Written task A – Write out the part of the cam swap guide that opens with the words containing "1. Disconnect battery." and closes with "pressure sensor, EGR.".

Selected passage –
Parts/Materials Needed:

  • Cam shafts (I used Cushman Motorsports NA Stage 1)

  • Cam shaft sprockets (if you have a 96-98 or 01+ you can reuse your stockers)

  • Right hand side (Ford part# F8AZ-6258-AA)

  • Left hand side (Ford part # F8AZ-6526-BA)

  • Cam bolts (12mm Ford part # F1AZ-6A340-A) (10mm Ford part # YF7Z-6279-AA)

  • Cam washers (Ford part # F1AZ-6278-A (x2))

  • Cam spacers (Ford part #F3AZ-6265-A)

  • Spring retainers (Ford part #F6AZ-6514-AC)

  • Valve springs (Comp Cam Beehive Springs later replaced by Crower stage 2s)

  • Extra locks (just in case one is lost) (Ford part # F1AZ-6518-A)

  • All purpose grease

  • Zip ties

  • Hand Towels

  • Brake cleaner

  • Starter bolt for aftermarket pulley (only if you have Steeda pulleys)

  • Grease pen

Part 1 Disassembly:

  1. Disconnect battery.

  2. Remove air inlet assembly including MAF, air box, IAT sensor, IAC tubing and tube going to driver side valve cover. Since there are so many types of set ups I’m keeping this description generic. If you have a Bullitt intake remove TB and throttle/cruise control linkage as well.

  3. Disconnect PCV valve and vacuum line.

  4. Disconnect electrical connectors on coil on plugs, injectors, throttle body, IAC valve, ground plugs, fuel pressure sensor, EGR.

  5. Place some paper towel under the fuel lines and use the fuel line tools to disconnect the fuel line from the fuel rail. Wrap exposed ends with plastic such as Glad-Wrap to keep fuel from spilling.

  6. Remove (8) 7mm bolts holding coil on plugs in place and pull coils out. ** Remove spark plug wires at the plug end. Leave the coil end of the wires attached.

  7. Remove all spark plugs (note this is a good time to replace plugs).

  8. Pull the wire harness along the valve cover loose from the valve cover studs.

  9. Remove (11-13) 8mm or 10mm bolts holding each valve cover in place. Windsor's' have 13 and Romeos' have 11.

  10. Pull valve covers up slowly and make sure not to rip the reusable gaskets. There is silicone used at the joints where the timing chain cover meets the cylinder head. Once it is loose it will take some finagling as there is not a lot of room to work with. You engine should look like this [Figure 2].

  11. Put the car in gear with the emergency brake on and loosen the two 18mm bolts holding sprocket to the cam [Figure 3]. Windsor motor cars can skip this as they have pressed on sprockets. DO NOT remove the bolts. Break them loose and snug them back up. This will make removing the bolts without air tools easier later on.

  12. Loosen (4) 10mm water pump pulley bolts (don’t remove until belt is removed).

  13. Loosen tensioner and remove belt.

  14. Remove (4) 10mm water pump bolts and pulley.

  15. Remove (3) 10mm nuts holding radiator reservoir in place and tie strap to the side out of the way.

  16. Disconnect electric fan connection and the AC electric connection on the line just in front of the fan and move to the side.

  17. Remove (2) 8mm bolts holding electric fan in place and remove fan

  18. With the car in gear and E-brake on remove crankshaft 18mm bolt with breaker bar or large ½” socket wrench. If you have air tools, an impact wrench will come in handy here.

Material supplied –

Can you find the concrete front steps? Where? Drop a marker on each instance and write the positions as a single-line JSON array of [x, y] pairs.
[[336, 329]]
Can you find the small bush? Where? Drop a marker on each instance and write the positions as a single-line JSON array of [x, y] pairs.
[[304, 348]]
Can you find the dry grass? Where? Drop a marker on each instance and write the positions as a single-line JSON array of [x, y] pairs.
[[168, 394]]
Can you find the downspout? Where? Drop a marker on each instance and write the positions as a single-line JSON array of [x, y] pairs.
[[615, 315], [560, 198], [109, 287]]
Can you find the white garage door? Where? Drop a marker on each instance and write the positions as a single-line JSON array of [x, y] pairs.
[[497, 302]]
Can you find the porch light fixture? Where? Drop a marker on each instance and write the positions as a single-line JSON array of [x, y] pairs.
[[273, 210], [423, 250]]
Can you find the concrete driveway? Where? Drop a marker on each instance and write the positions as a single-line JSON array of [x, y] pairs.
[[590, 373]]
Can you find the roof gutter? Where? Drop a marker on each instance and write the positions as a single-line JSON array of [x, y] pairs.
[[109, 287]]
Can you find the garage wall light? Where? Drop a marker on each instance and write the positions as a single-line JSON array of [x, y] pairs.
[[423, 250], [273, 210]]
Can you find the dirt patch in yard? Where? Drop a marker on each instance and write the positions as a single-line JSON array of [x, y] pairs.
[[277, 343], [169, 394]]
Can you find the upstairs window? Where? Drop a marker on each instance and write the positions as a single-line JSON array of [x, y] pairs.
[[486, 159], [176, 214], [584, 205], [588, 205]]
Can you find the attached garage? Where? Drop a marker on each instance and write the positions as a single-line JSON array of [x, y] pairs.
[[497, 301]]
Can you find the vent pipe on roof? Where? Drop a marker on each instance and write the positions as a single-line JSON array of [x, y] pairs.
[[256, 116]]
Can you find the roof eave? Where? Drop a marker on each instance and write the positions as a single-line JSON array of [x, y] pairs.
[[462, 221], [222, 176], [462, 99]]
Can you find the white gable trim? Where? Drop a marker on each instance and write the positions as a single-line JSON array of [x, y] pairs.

Written task B – Rewrite the part of the rows that opens with the line containing "Can you find the roof gutter?" and closes with the line containing "[[277, 343], [169, 394]]", changing "yard" to "lawn" and keeping everything else the same. Return only those lines.

Written reply A –
1. Disconnect battery.

  2. Remove air inlet assembly including MAF, air box, IAT sensor, IAC tubing and tube going to driver side valve cover. Since there are so many types of set ups I’m keeping this description generic. If you have a Bullitt intake remove TB and throttle/cruise control linkage as well.

  3. Disconnect PCV valve and vacuum line.

  4. Disconnect electrical connectors on coil on plugs, injectors, throttle body, IAC valve, ground plugs, fuel pressure sensor, EGR.

Written reply B –
Can you find the roof gutter? Where? Drop a marker on each instance and write the positions as a single-line JSON array of [x, y] pairs.
[[109, 287]]
Can you find the garage wall light? Where? Drop a marker on each instance and write the positions as a single-line JSON array of [x, y] pairs.
[[423, 250], [273, 210]]
Can you find the dirt patch in lawn? Where? Drop a marker on each instance and write the positions as a single-line JSON array of [x, y] pairs.
[[277, 343], [169, 394]]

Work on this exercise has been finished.